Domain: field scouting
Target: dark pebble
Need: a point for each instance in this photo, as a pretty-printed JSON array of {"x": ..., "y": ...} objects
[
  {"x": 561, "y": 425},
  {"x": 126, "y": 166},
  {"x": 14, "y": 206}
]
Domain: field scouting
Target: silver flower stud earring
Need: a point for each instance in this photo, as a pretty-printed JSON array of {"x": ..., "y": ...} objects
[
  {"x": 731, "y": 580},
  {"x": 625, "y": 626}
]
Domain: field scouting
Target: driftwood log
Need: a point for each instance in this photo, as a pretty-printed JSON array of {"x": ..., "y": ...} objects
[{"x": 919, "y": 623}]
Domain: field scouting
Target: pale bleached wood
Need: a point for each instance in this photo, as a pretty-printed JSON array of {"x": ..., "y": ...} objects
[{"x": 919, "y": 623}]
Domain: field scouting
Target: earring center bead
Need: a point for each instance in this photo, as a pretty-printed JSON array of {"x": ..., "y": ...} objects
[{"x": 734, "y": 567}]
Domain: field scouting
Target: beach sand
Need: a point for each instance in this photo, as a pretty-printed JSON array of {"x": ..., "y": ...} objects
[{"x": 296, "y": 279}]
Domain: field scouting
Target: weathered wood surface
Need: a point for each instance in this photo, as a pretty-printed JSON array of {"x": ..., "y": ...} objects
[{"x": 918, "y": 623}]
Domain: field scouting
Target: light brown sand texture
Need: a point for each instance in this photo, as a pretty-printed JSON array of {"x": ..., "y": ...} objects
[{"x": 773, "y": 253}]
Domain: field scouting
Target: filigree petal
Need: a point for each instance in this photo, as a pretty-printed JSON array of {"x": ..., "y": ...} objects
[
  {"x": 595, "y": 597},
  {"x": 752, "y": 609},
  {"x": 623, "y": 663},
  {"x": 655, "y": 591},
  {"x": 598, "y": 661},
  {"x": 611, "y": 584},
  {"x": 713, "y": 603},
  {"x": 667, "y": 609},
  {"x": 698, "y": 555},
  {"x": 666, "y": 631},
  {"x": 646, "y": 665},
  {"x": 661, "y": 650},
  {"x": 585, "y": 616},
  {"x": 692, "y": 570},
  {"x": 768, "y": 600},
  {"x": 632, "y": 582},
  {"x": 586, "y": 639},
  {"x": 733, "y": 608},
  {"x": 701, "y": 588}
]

## TASK STATEMENT:
Repeat the records exactly, including every line.

## WRITTEN ANSWER:
Domain: field scouting
Target: dark pebble
Need: a point for each instance in this photo, as a pretty-printed JSON array of {"x": ..., "y": ...} objects
[
  {"x": 561, "y": 425},
  {"x": 126, "y": 166},
  {"x": 14, "y": 206}
]
Domain: field scouting
Target: silver flower stud earring
Need: a point for each instance in this photo, as a pretty-printed JSON array of {"x": ..., "y": ...} objects
[
  {"x": 731, "y": 580},
  {"x": 625, "y": 626}
]
Domain: field scouting
Target: driftwood log
Need: a point for each instance in this photo, as a pretty-printed JSON array of {"x": ..., "y": ...} objects
[{"x": 919, "y": 623}]
Domain: field scouting
Target: pale bleached wood
Need: a point for each instance in this photo, as a pretty-printed JSON array of {"x": ..., "y": ...} objects
[{"x": 919, "y": 623}]
Domain: field scouting
Target: earring center bead
Need: a point for each instance in this photo, as a pretty-printed JSON array of {"x": ..., "y": ...} objects
[{"x": 734, "y": 567}]
Domain: field scouting
Target: beach sand
Need: a point for each instance in this photo, as a pretty-printed JSON array of {"x": ..., "y": ...} objects
[{"x": 296, "y": 279}]
Domain: field scouting
Target: weathered wood surface
Need: a point for each instance in this photo, as a pretty-printed JSON array of {"x": ..., "y": ...} objects
[{"x": 918, "y": 623}]
Domain: field scouting
Target: light brown sand texture
Need: a point for each instance in this photo, as a pretty-printed JSON array of {"x": ..., "y": ...} objects
[{"x": 773, "y": 253}]
Domain: field scouting
Target: filigree petal
Need: a point for each instance in this photo, as a pretty-printed JSON array of {"x": ..., "y": ...} objects
[
  {"x": 595, "y": 597},
  {"x": 752, "y": 609},
  {"x": 623, "y": 663},
  {"x": 655, "y": 591},
  {"x": 598, "y": 661},
  {"x": 611, "y": 584},
  {"x": 713, "y": 603},
  {"x": 667, "y": 609},
  {"x": 698, "y": 555},
  {"x": 666, "y": 631},
  {"x": 646, "y": 665},
  {"x": 661, "y": 650},
  {"x": 585, "y": 616},
  {"x": 692, "y": 570},
  {"x": 768, "y": 600},
  {"x": 632, "y": 582},
  {"x": 586, "y": 639},
  {"x": 733, "y": 608},
  {"x": 701, "y": 588}
]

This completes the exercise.